◆ TASK REQUIREMENTS:
- 1) In the mpv OSS audio thread, which port did roper use to go back to mpv-0.24?
- 2) According to the mpv OSS audio thread, why did --oss-device fail for roper after the update to 0.25? Answer in one to three sentences.
- 3) Output everything in the mpv OSS audio thread from "## roper (May 2, 2017)" down to "without any issues.".

◆ PASSAGE TO READ:

======

# No OSS audio with mpv-0.25



## roper (May 2, 2017)

The recent revision of multimedia/mpv which bumps the version to 0.25 from 0.24 introduces an issue with OSS audio output. I think the issue may be related https://github.com/mpv-player/mpv/issues/4122 but I've had no success applying that fix in my config file. For now, I used ports-mgmt/portdowngrade to revert to mpv-0.24. Has anyone else seen this behavior and fixed it using --oss-device?


----------



## abefar (May 3, 2017)

I am using mpv-0.25.0,1 on 11-STABLE, and I have no problems with OSS audio output. I can choose a different /dev/dsp* device using --oss-device without any issues.
The only line in my mpv.conf is _profile=opengl-hq_.

*EDIT:*
I read your post too quickly. I only recently discovered mpv, so I haven't tried <0.25. However, I can confirm that both _mpv -ao oss:device=/dev/dspX_ and _mpv --ao=oss:device=/dev/dspX_ fails on my machine.
_mpv --ao=oss --audio-device=/dev/dspX_ doesn't fail, but it's just outputting on the default device rather than the one specified. _mpv --oss-device=/dev/dspX_ results in the intended behavior.


----------



## roper (May 4, 2017)

Thanks for looking at it. It turns out that mpv removed the drc filter. My config file included af=drc and this doesn't work in 0.25. With that line removed --oss-device worked as expected.


----------

======

◆ PROVIDED INFORMATION:
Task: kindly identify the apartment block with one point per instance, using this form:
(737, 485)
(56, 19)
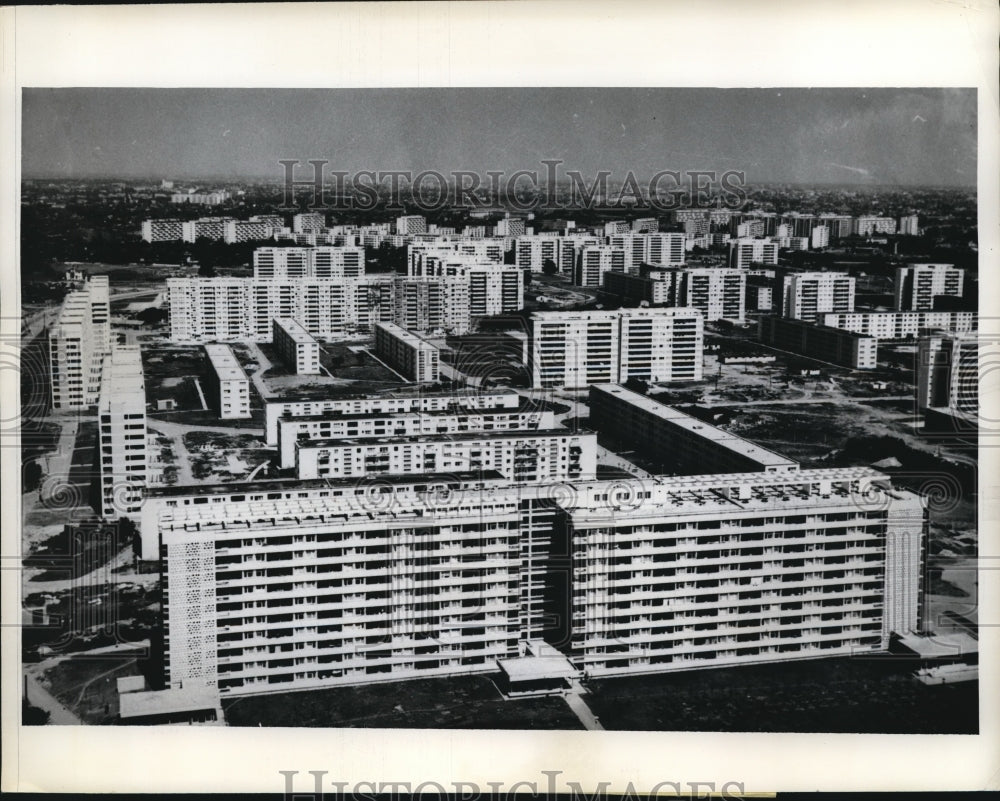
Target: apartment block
(411, 224)
(746, 568)
(867, 226)
(335, 425)
(311, 262)
(820, 342)
(917, 285)
(297, 347)
(805, 296)
(685, 444)
(121, 444)
(903, 325)
(384, 405)
(78, 341)
(338, 588)
(252, 230)
(308, 222)
(227, 383)
(205, 228)
(529, 456)
(162, 230)
(745, 252)
(594, 261)
(576, 349)
(243, 309)
(948, 374)
(410, 354)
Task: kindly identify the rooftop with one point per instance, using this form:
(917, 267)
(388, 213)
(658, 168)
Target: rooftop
(295, 330)
(717, 436)
(224, 362)
(458, 436)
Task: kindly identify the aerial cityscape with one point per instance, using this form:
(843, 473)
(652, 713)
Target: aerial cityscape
(621, 419)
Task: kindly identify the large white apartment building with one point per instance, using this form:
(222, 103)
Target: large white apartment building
(165, 230)
(242, 309)
(410, 354)
(465, 401)
(121, 438)
(719, 293)
(205, 228)
(745, 568)
(684, 444)
(903, 325)
(540, 455)
(335, 425)
(411, 224)
(313, 262)
(836, 345)
(806, 296)
(650, 248)
(577, 349)
(917, 285)
(78, 341)
(289, 585)
(745, 252)
(296, 346)
(228, 383)
(596, 260)
(948, 374)
(307, 222)
(867, 226)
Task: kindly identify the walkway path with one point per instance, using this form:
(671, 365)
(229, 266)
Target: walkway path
(574, 700)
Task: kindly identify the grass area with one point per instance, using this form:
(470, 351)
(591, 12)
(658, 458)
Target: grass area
(226, 456)
(87, 685)
(841, 695)
(461, 702)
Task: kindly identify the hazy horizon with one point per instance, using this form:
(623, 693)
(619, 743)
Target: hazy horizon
(848, 138)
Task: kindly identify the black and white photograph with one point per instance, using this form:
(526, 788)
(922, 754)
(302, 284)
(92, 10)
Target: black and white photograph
(500, 409)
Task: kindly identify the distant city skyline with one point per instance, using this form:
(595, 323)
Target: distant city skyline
(847, 137)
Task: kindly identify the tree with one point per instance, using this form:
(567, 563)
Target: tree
(32, 476)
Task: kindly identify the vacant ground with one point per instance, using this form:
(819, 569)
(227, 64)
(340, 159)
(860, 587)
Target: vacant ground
(467, 702)
(844, 695)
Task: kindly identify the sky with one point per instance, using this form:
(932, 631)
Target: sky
(901, 137)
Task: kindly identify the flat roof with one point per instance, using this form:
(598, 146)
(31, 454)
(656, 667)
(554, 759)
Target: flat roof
(455, 436)
(295, 330)
(697, 427)
(163, 702)
(525, 406)
(224, 361)
(294, 484)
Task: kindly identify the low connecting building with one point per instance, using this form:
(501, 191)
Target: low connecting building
(820, 342)
(409, 354)
(227, 383)
(297, 347)
(540, 455)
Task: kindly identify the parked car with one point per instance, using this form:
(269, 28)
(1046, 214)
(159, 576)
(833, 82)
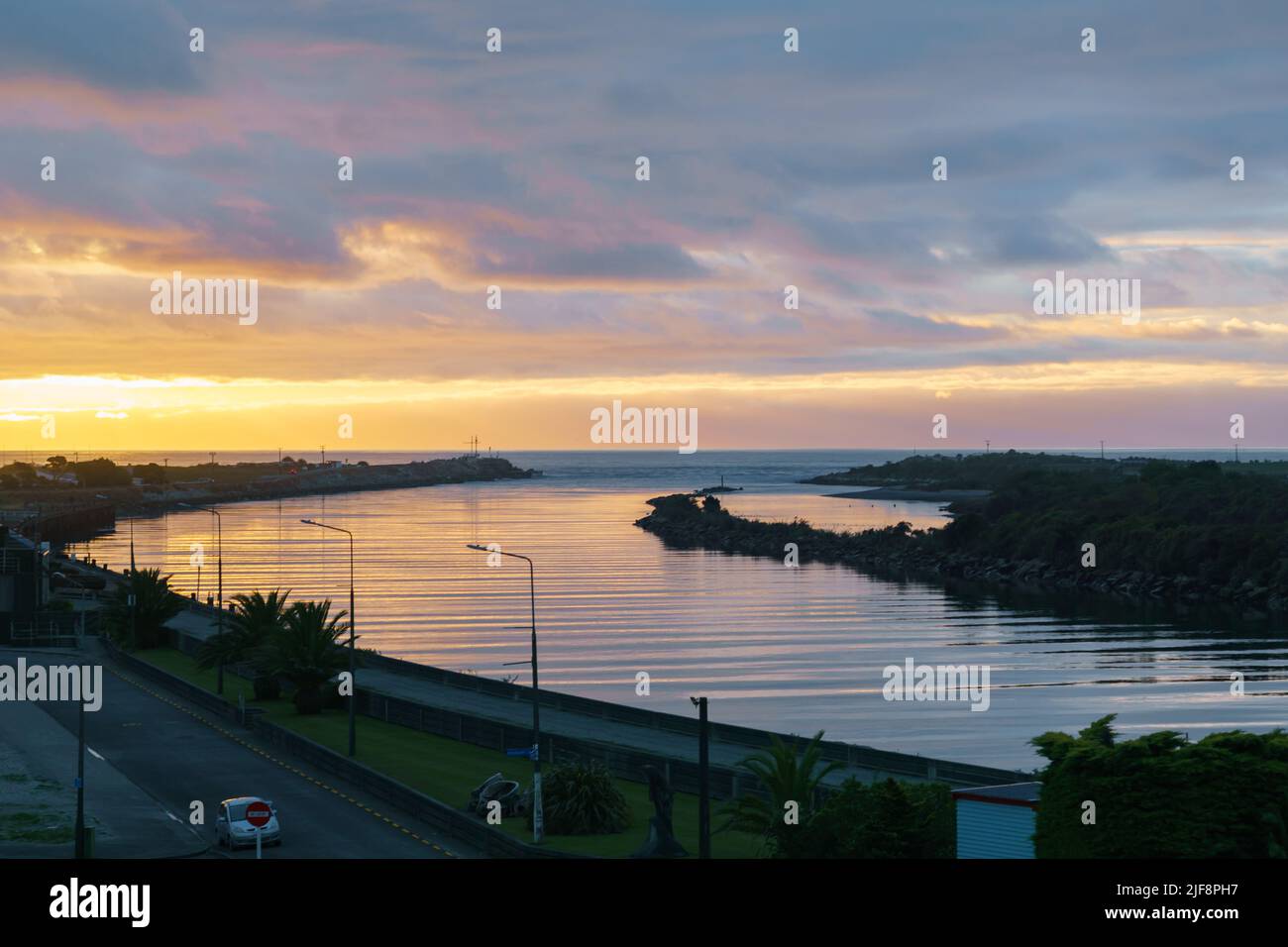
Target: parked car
(233, 830)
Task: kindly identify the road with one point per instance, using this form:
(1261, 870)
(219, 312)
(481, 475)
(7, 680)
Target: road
(179, 754)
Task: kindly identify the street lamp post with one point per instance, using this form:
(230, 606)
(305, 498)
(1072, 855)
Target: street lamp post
(80, 781)
(703, 779)
(219, 521)
(353, 696)
(539, 825)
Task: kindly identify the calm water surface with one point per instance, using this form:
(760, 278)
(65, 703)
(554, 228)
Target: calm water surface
(793, 650)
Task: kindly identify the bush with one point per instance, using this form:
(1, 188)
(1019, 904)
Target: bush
(1159, 796)
(267, 686)
(308, 699)
(885, 819)
(583, 799)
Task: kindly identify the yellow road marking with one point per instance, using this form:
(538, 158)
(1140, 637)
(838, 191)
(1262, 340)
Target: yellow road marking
(281, 763)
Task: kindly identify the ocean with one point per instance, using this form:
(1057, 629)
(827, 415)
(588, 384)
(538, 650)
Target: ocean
(791, 650)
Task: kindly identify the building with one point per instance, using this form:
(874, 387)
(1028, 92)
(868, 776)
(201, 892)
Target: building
(22, 583)
(997, 821)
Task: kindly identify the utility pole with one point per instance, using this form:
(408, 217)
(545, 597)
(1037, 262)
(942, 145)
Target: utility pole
(80, 781)
(703, 774)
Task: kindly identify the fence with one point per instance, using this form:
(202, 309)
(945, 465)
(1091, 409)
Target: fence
(881, 762)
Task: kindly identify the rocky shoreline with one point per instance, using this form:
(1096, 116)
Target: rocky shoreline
(308, 482)
(683, 523)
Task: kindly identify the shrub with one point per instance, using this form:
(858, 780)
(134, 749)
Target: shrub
(884, 819)
(583, 799)
(1159, 796)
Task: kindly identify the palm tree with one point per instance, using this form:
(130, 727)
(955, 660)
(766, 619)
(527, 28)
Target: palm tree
(305, 651)
(254, 621)
(787, 781)
(143, 625)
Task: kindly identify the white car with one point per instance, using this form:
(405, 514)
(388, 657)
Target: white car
(233, 830)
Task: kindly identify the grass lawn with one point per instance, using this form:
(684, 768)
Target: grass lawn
(447, 770)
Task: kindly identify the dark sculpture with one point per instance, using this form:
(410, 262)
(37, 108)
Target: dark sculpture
(661, 841)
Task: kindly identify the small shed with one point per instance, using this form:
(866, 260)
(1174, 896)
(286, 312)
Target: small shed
(997, 821)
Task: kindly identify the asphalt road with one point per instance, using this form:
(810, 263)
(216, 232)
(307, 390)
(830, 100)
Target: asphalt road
(178, 754)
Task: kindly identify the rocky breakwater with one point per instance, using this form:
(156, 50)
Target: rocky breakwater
(901, 552)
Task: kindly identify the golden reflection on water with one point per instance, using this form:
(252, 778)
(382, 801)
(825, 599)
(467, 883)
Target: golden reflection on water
(794, 650)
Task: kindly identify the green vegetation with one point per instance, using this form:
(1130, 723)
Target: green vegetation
(39, 826)
(254, 621)
(581, 799)
(1160, 796)
(447, 770)
(884, 819)
(793, 787)
(143, 624)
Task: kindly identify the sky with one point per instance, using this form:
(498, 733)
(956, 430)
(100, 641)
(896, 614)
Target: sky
(518, 169)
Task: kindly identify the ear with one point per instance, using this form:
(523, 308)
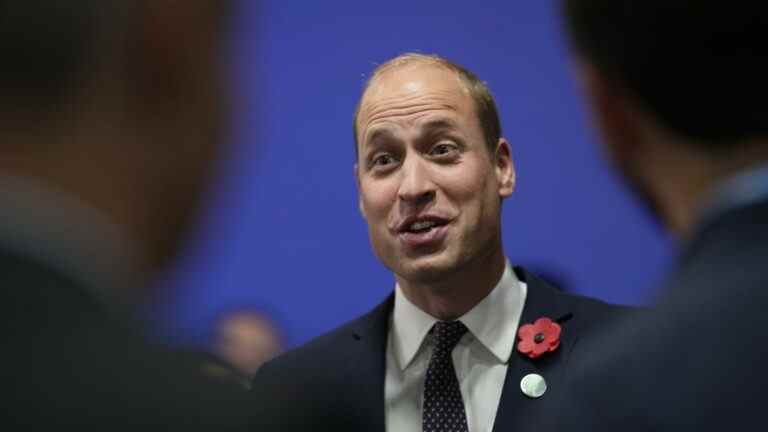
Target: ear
(505, 168)
(356, 170)
(614, 113)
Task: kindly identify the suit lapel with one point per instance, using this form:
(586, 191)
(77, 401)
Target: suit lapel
(542, 300)
(367, 367)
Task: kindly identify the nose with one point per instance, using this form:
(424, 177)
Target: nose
(416, 187)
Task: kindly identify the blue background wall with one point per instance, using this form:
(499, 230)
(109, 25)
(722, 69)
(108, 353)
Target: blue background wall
(283, 231)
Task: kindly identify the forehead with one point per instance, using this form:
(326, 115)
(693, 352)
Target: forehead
(411, 92)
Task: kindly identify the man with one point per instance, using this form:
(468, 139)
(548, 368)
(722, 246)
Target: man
(679, 95)
(246, 339)
(109, 126)
(442, 352)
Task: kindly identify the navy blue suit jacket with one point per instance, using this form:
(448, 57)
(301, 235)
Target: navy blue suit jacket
(336, 382)
(698, 360)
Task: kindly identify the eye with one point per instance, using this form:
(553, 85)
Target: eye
(444, 149)
(383, 160)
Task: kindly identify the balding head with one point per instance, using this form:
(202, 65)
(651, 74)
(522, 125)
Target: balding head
(477, 90)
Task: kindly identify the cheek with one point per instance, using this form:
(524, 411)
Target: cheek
(377, 197)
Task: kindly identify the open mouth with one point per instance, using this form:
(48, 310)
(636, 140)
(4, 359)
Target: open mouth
(423, 232)
(423, 226)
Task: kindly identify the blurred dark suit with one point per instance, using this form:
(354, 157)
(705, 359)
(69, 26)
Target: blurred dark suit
(70, 353)
(110, 126)
(698, 361)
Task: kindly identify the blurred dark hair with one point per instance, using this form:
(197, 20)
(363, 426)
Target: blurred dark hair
(48, 47)
(699, 66)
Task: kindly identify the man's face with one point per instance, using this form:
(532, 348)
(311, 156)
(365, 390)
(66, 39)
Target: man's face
(430, 190)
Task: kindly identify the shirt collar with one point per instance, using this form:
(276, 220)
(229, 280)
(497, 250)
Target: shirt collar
(493, 321)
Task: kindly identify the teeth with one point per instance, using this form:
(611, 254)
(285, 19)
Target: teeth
(422, 225)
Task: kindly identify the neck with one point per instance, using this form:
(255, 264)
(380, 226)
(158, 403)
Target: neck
(456, 293)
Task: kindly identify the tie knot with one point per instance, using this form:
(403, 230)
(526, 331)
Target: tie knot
(447, 334)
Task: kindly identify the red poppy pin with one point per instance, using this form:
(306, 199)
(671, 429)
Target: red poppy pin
(538, 338)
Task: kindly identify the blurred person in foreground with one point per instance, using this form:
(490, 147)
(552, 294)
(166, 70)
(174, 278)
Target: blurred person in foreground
(110, 124)
(466, 341)
(679, 95)
(246, 338)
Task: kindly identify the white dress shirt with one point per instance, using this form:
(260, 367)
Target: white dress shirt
(480, 358)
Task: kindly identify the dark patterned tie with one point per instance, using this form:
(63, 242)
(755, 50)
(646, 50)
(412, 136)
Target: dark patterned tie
(443, 409)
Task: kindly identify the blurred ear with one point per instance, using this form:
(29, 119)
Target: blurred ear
(505, 168)
(359, 195)
(614, 113)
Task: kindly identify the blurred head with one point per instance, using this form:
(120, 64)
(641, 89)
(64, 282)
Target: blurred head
(247, 339)
(119, 103)
(432, 169)
(674, 83)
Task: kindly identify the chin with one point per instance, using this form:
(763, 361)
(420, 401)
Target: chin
(431, 268)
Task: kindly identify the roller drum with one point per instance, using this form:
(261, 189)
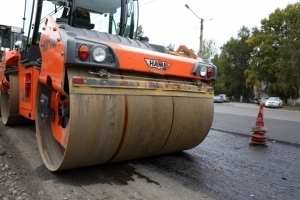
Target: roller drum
(105, 128)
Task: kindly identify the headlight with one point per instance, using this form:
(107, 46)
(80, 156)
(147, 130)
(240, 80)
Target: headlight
(99, 54)
(203, 71)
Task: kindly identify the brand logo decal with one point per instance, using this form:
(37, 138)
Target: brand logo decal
(157, 64)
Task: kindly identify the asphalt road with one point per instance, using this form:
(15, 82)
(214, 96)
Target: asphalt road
(223, 166)
(239, 118)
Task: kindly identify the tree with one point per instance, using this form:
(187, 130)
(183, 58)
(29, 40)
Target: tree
(232, 63)
(276, 55)
(209, 49)
(137, 34)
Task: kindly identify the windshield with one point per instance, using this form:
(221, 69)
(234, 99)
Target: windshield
(99, 15)
(4, 40)
(273, 99)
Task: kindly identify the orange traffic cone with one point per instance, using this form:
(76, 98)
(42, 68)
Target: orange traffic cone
(259, 130)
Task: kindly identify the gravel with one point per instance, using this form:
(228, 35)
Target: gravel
(14, 182)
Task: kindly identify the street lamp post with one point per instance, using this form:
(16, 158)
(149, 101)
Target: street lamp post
(201, 31)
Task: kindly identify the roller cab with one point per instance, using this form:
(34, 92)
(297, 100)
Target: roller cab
(98, 93)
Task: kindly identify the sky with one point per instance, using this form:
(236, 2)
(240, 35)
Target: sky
(170, 22)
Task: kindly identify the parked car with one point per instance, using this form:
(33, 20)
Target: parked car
(218, 99)
(274, 102)
(263, 100)
(226, 99)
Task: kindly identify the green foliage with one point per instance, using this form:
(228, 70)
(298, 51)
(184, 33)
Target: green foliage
(209, 49)
(276, 53)
(136, 34)
(139, 32)
(232, 63)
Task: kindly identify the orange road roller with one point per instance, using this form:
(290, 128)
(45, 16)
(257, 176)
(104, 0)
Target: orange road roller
(98, 92)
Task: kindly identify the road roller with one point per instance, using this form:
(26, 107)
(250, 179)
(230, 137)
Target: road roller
(97, 92)
(9, 36)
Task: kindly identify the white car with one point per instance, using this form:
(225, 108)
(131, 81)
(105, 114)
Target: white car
(274, 102)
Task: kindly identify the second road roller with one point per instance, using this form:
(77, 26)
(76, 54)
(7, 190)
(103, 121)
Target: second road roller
(98, 93)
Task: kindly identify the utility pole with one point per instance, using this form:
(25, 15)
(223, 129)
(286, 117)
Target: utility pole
(201, 38)
(201, 32)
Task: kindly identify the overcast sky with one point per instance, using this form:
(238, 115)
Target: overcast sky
(169, 21)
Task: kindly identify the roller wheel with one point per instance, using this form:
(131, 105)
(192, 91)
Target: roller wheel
(92, 126)
(10, 102)
(51, 151)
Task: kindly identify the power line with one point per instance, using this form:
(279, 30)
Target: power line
(147, 3)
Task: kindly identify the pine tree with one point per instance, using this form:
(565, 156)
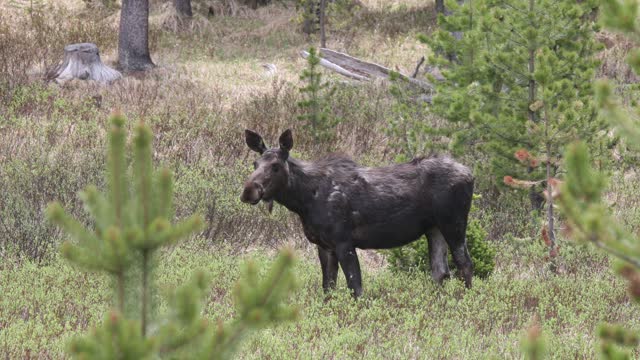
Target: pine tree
(316, 105)
(582, 198)
(494, 55)
(132, 221)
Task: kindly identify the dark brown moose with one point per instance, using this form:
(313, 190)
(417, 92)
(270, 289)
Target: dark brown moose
(344, 206)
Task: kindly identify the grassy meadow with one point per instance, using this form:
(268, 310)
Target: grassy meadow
(210, 84)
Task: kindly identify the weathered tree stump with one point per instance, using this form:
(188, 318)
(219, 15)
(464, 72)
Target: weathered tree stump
(82, 61)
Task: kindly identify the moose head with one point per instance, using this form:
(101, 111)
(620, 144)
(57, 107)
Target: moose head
(271, 170)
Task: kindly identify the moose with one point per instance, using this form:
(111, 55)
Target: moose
(344, 206)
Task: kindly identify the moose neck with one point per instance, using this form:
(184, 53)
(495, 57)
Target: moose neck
(298, 195)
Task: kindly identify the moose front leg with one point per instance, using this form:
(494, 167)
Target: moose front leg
(329, 263)
(348, 259)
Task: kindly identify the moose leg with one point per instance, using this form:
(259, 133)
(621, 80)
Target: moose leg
(329, 263)
(438, 256)
(455, 236)
(348, 259)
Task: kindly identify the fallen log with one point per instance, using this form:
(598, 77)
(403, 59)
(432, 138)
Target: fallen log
(82, 61)
(361, 70)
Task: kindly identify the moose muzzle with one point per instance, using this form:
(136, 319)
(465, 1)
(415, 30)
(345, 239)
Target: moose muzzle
(252, 193)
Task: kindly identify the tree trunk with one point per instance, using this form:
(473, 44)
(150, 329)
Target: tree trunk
(133, 44)
(323, 36)
(183, 7)
(82, 61)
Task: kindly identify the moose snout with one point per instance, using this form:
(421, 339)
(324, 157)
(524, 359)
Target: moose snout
(252, 193)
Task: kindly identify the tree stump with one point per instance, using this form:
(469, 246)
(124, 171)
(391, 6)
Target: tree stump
(82, 61)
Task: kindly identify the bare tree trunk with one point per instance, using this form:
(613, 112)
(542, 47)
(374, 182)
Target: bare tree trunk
(183, 7)
(323, 36)
(133, 43)
(535, 198)
(551, 232)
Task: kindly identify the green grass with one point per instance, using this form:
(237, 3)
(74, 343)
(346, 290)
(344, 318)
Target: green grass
(400, 316)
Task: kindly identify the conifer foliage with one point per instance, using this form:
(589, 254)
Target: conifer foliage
(517, 75)
(132, 221)
(582, 197)
(317, 116)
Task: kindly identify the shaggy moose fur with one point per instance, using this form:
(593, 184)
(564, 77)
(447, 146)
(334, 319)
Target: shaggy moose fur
(344, 206)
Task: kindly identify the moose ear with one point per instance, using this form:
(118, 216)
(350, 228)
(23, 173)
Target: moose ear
(286, 140)
(254, 141)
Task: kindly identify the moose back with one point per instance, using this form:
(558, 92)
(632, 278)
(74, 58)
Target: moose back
(343, 206)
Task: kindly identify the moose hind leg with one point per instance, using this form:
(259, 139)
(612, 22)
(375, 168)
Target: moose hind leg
(438, 256)
(454, 234)
(329, 263)
(351, 267)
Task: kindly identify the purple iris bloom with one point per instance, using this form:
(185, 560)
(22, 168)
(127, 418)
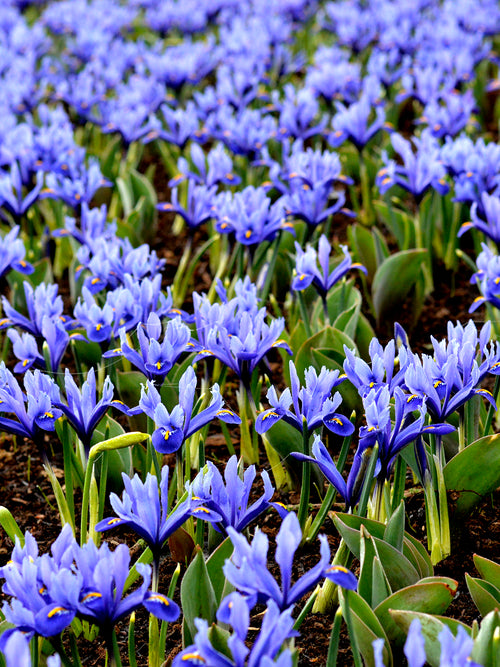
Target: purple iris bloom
(352, 123)
(487, 277)
(311, 205)
(236, 331)
(307, 271)
(384, 370)
(12, 253)
(488, 221)
(313, 404)
(41, 302)
(144, 508)
(11, 192)
(250, 215)
(40, 413)
(104, 574)
(225, 502)
(277, 626)
(155, 359)
(247, 569)
(448, 382)
(83, 411)
(200, 204)
(44, 590)
(393, 437)
(172, 428)
(350, 490)
(455, 651)
(419, 172)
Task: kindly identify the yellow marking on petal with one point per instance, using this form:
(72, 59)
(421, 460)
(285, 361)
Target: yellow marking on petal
(338, 568)
(55, 611)
(89, 596)
(158, 597)
(193, 656)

======

◆ RESULTS FOR EACH TASK:
- 1) ports-mgmt/portdowngrade

- 2) Roper's config file contained the line af=drc, but mpv removed the drc filter, so that line no longer works in 0.25. Once the line was removed, --oss-device worked as expected.

- 3)
## roper (May 2, 2017)

The recent revision of multimedia/mpv which bumps the version to 0.25 from 0.24 introduces an issue with OSS audio output. I think the issue may be related https://github.com/mpv-player/mpv/issues/4122 but I've had no success applying that fix in my config file. For now, I used ports-mgmt/portdowngrade to revert to mpv-0.24. Has anyone else seen this behavior and fixed it using --oss-device?


----------



## abefar (May 3, 2017)

I am using mpv-0.25.0,1 on 11-STABLE, and I have no problems with OSS audio output. I can choose a different /dev/dsp* device using --oss-device without any issues.